__What the task requires__: With no images included, output each entry below exactly as it appears.

┌──

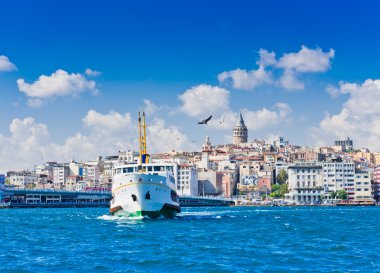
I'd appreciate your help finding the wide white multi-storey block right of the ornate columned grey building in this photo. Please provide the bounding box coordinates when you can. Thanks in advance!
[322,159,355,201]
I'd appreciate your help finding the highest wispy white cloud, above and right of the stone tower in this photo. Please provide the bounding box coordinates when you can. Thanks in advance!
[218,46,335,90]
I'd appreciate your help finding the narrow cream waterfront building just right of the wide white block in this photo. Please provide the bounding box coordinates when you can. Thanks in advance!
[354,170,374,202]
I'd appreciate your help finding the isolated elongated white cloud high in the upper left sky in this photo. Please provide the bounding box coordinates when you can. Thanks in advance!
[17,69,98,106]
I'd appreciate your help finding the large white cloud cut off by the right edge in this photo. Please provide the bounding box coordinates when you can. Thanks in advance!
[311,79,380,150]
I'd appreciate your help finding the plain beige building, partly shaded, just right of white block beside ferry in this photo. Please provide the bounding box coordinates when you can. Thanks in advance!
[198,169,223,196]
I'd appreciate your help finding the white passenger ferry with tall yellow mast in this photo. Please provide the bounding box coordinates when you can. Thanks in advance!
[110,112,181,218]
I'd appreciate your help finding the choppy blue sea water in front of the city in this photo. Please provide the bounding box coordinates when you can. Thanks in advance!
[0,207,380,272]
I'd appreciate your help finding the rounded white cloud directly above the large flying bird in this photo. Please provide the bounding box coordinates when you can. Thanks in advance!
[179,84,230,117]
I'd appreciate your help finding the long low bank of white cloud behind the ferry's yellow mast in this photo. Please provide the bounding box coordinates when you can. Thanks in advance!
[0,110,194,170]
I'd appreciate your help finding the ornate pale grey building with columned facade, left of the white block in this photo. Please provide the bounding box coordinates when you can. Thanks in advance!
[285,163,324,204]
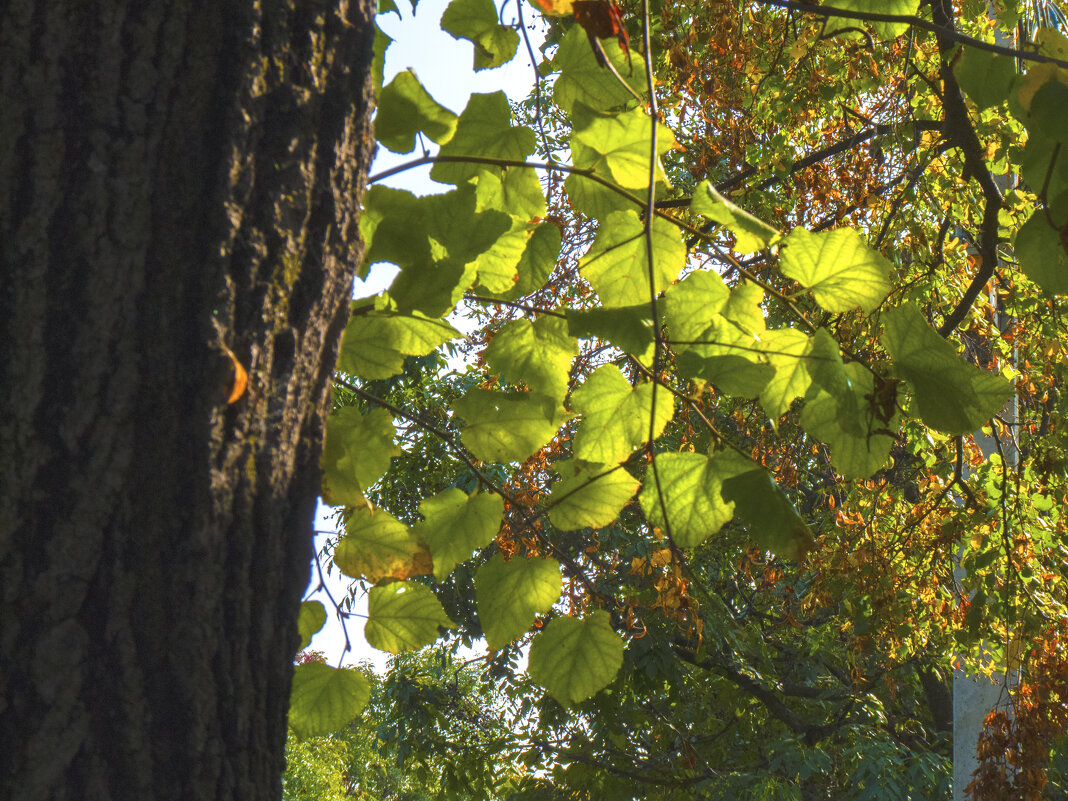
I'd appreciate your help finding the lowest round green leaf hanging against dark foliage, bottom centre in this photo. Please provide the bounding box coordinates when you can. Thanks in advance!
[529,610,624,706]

└──

__Response__:
I'd appreciate your help finding the wide white multi-storey block right of the ornate columned grey building in this photo. Please provide the bounding box coordinates when you can. Thanks in advance!
[322,159,355,201]
I'd appreciate your help finding the highest wispy white cloud, above and right of the stone tower in this photo. Please provide the bounding box coordinates when you can. Thanks in advance!
[218,46,335,90]
I'd appreciate your help finding the narrow cream waterfront building just right of the wide white block in this photo. Please provide the bounding box coordinates when you can. Thanks in advance!
[354,170,374,202]
I'd appreciate your help finding the isolated elongated white cloud high in the upper left sky in this photo. Please provide the bounding box coordinates when you can. Thanks in advance!
[17,69,98,106]
I'd appreciate your help finding the large white cloud cut off by the right edge in this photo. Please provide the bounding box coordinates when you can. Thanks in advance!
[311,79,380,150]
I'd appreciate your help finding the plain beige building, partly shaded, just right of white block beside ferry in this photo. Please provide the bounding box coordinates when you can. Thanks in advance!
[198,169,223,196]
I'd appreciate your help finding the white passenger ferry with tall yellow mast in this photo. Please provide the bounding box coordinates when you can. Thanks in advance!
[110,112,181,218]
I'd appreciate your help finding the choppy blue sea water in front of the city in this photo. Please provide the bounding box coordinates when you can. Thanks in advance!
[0,207,380,272]
I'd appreciate your help finding the rounded white cloud directly above the large flying bird in this photo. Please provide the bounding box coordinates when you can. Thanks in advance!
[179,84,230,117]
I'd appreciate your help finding the long low bank of white cloud behind the ferry's yellow mast in this photo. Please provide the bounding box coordinates when you can. Thanks in advance!
[0,110,194,170]
I'd appreciate your help finding the ornate pale grey building with columned facade, left of the white block in this photo. Please provide the bounding box coordinates when you can. Thanks in advance!
[285,163,324,204]
I'd appreciate your help finding the lowest round green leaf hanging against dark foliage, bottom centre in this photo. Please provide the bounding box coordinates when you can. Thanks in advance!
[529,610,624,706]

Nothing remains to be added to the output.